* PROVIDED PASSAGE:
Nibea is a genus of marine ray-finned fishes belonging to the family Sciaenidae, the drums and croakers. The species in this genus are found in the Indo-West Pacific region.

==Taxonomy==
Nibea was first proposed as a genus in 1911 by the American ichthyologists David Starr Jordan & William Francis Thompson with Pseudotolithus mitsukurii designated as its type species. P. mitsukurii had originally been described in 1900 by Jordan and John Otterbein Snyder with its type locality given as Tokyo Bay, Japan. This taxon has been placed in the subfamily Otolithinae by some workers, but the 5th edition of Fishes of the World does not recognise subfamilies within the Sciaenidae which it places in the order Acanthuriformes.

==Etymology==
Nibea is derived from a Japanese word referring to large Sciaenids and for the isinglass, manufactured from their swim bladders, used in binding bamboo rods together.

==Species==
Nibea contains ten accepted species:

- Nibea albiflora (Richardson, 1846) (Yellow drum)
- Nibea chui Trewavas, 1971 (Chu's croaker)
- Nibea coibor (Hamilton, 1822)
- Nibea leptolepis (Ogilby, 1918) (Smallscale croaker)
- Nibea maculata (Bloch & Schneider, 1801) (Blotched croaker)
- Nibea microgenys Sasaki, 1992 (Small-jaw croaker)
- Nibea mitsukurii (Jordan & Snyder, 1900) (Honnibe croaker)
- Nibea semifasciata Chu, Lo & Wu, 1963 (Sharpnose croaker)

* DATA EXTRACTS:
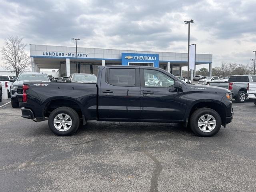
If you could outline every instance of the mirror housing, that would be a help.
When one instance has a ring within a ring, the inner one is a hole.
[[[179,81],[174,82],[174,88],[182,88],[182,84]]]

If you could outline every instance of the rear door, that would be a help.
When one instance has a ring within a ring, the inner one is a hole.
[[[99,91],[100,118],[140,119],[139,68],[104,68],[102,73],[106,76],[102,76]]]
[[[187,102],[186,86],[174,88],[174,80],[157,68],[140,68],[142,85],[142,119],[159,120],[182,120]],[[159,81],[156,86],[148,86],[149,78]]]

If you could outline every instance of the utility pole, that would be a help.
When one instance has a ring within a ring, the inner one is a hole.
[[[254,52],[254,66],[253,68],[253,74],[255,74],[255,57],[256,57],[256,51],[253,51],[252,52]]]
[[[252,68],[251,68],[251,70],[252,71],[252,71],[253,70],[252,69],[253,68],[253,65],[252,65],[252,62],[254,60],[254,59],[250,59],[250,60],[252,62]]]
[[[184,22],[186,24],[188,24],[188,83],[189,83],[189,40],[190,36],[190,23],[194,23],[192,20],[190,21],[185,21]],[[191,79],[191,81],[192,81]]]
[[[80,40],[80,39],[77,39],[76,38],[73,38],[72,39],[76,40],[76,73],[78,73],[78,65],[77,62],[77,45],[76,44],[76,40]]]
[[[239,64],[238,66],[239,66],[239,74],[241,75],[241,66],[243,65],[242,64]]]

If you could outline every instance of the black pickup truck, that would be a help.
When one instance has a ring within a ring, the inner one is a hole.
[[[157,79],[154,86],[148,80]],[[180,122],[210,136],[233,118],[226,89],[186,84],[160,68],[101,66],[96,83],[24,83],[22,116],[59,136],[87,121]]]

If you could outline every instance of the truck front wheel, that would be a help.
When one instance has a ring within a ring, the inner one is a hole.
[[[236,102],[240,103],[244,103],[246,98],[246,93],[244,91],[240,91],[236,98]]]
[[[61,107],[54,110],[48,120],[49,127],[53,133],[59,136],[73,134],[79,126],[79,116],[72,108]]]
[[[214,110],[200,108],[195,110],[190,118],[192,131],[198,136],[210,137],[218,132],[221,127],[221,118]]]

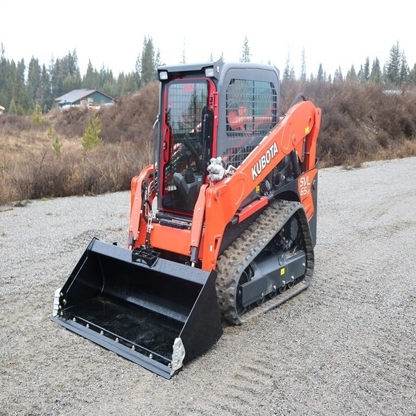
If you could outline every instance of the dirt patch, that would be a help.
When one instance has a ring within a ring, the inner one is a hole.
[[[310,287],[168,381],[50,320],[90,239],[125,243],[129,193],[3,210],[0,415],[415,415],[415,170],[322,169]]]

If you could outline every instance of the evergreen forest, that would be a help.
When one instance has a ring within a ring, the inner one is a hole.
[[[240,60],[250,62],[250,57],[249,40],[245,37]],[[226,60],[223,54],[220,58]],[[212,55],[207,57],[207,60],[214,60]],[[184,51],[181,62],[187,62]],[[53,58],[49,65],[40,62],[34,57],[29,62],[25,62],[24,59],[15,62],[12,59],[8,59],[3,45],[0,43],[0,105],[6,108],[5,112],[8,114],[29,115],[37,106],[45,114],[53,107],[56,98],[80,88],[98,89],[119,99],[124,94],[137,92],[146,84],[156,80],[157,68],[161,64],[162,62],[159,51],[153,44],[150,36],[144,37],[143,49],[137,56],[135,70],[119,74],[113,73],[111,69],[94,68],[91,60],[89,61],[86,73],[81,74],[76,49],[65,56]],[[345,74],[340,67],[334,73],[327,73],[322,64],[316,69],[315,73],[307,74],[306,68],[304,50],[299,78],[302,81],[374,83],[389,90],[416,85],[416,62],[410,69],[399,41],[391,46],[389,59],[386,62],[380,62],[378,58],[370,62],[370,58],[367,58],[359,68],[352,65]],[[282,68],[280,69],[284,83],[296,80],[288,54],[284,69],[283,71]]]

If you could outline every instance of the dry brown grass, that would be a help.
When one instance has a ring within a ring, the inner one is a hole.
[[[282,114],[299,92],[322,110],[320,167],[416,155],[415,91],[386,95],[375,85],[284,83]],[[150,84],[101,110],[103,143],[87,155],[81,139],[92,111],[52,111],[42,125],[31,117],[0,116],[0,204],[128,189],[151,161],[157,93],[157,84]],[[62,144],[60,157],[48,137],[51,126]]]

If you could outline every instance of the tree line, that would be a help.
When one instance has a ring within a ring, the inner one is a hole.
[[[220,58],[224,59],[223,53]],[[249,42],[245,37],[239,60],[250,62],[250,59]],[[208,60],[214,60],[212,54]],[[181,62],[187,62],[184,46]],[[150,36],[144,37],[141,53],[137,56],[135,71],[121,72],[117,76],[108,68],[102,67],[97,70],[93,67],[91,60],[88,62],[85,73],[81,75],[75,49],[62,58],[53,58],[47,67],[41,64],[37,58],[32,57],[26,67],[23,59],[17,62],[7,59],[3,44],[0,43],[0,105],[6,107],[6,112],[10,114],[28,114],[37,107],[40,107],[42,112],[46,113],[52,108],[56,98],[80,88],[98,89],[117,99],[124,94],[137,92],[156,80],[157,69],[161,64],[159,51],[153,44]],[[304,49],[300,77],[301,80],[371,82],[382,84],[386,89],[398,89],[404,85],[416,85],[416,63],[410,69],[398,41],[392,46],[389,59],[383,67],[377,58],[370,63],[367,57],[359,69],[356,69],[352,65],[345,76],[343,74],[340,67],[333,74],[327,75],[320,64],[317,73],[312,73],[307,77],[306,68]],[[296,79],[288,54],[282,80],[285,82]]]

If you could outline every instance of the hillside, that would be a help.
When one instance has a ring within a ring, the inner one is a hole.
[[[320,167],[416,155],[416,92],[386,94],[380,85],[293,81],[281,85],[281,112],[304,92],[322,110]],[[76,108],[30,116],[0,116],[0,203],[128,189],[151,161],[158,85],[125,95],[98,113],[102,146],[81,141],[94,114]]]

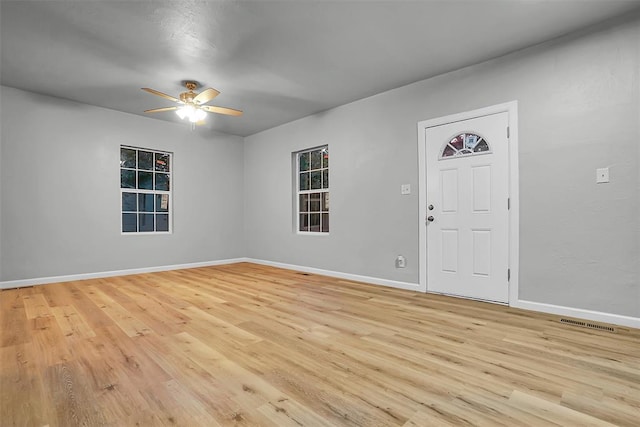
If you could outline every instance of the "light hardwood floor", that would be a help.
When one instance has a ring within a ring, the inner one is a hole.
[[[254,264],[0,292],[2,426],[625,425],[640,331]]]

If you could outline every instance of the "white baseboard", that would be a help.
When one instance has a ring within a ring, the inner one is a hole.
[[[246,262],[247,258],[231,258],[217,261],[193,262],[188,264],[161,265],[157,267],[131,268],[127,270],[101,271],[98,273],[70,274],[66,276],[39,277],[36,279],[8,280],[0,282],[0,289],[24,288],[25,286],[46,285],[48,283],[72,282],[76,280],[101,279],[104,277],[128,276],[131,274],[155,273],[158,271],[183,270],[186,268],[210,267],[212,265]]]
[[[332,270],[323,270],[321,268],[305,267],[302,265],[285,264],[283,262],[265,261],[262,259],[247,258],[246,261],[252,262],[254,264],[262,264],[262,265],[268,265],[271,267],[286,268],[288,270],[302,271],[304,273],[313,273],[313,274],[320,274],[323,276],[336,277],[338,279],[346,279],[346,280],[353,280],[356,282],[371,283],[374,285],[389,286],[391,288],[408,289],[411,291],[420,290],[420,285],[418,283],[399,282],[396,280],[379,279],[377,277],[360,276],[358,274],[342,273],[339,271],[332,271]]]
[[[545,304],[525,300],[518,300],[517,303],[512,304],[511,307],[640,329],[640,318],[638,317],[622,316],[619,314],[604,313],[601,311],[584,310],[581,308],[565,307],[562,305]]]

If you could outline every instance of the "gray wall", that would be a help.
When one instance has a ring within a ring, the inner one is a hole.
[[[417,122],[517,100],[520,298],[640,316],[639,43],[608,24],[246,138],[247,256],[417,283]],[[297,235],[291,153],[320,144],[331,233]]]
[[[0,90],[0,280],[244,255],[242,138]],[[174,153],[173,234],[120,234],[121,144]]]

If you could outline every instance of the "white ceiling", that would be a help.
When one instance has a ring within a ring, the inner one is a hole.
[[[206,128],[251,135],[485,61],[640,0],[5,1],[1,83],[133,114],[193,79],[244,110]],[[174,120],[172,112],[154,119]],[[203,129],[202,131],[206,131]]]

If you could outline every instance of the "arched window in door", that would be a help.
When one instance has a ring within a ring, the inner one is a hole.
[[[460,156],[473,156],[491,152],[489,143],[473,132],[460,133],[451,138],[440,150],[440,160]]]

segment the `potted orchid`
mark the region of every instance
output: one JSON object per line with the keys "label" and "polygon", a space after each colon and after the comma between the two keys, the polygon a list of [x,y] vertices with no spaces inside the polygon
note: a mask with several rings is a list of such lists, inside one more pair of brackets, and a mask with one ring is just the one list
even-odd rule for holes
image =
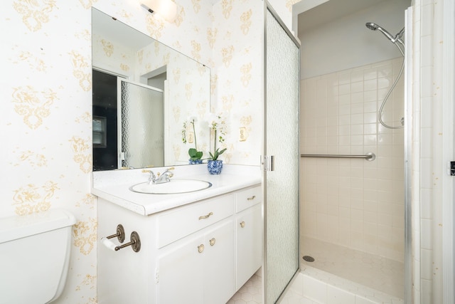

* EXPLORE THE MATERIAL:
A – In the Nibea passage, what type locality is given for Pseudotolithus mitsukurii?
B – Copy the stretch of the Nibea passage from "- Nibea albiflora" through "1992 (Small-jaw croaker)".
C – Continue the Nibea passage from the point where it stops.

* ANSWERS TO THE EXERCISE:
A – Tokyo Bay, Japan.

B –
- Nibea albiflora (Richardson, 1846) (Yellow drum)
- Nibea chui Trewavas, 1971 (Chu's croaker)
- Nibea coibor (Hamilton, 1822)
- Nibea leptolepis (Ogilby, 1918) (Smallscale croaker)
- Nibea maculata (Bloch & Schneider, 1801) (Blotched croaker)
- Nibea microgenys Sasaki, 1992 (Small-jaw croaker)

C –
- Nibea soldado (Lacépède, 1802) (Soldier croaker)
- Nibea squamosa Sasaki, 1992 (Scale croaker)

==Characteristics==
Nibea croakers have the first pair of pores on the chin set closely together, immediately to the rear of the symphysis of the lower jaw, and connected by a crescent-shaped groove. The teeth in the lower jaw are not uniform in size. The swim bladder has a shape like a carrot and has branched appendages along the whole of both its sides and the most forward of these goes through the transverse septum. The type species is the largest member of the genus, with a maximum published standard length of 75 cm while the smallscale croaker (N. leptolepis) with a maximum published standard length of 22 cm is the smallest member.

==Distribution==
Nibea croakers are found in the Indo-Pacific region from Pakistan east to New Guinea, south to Australia and north to Japan.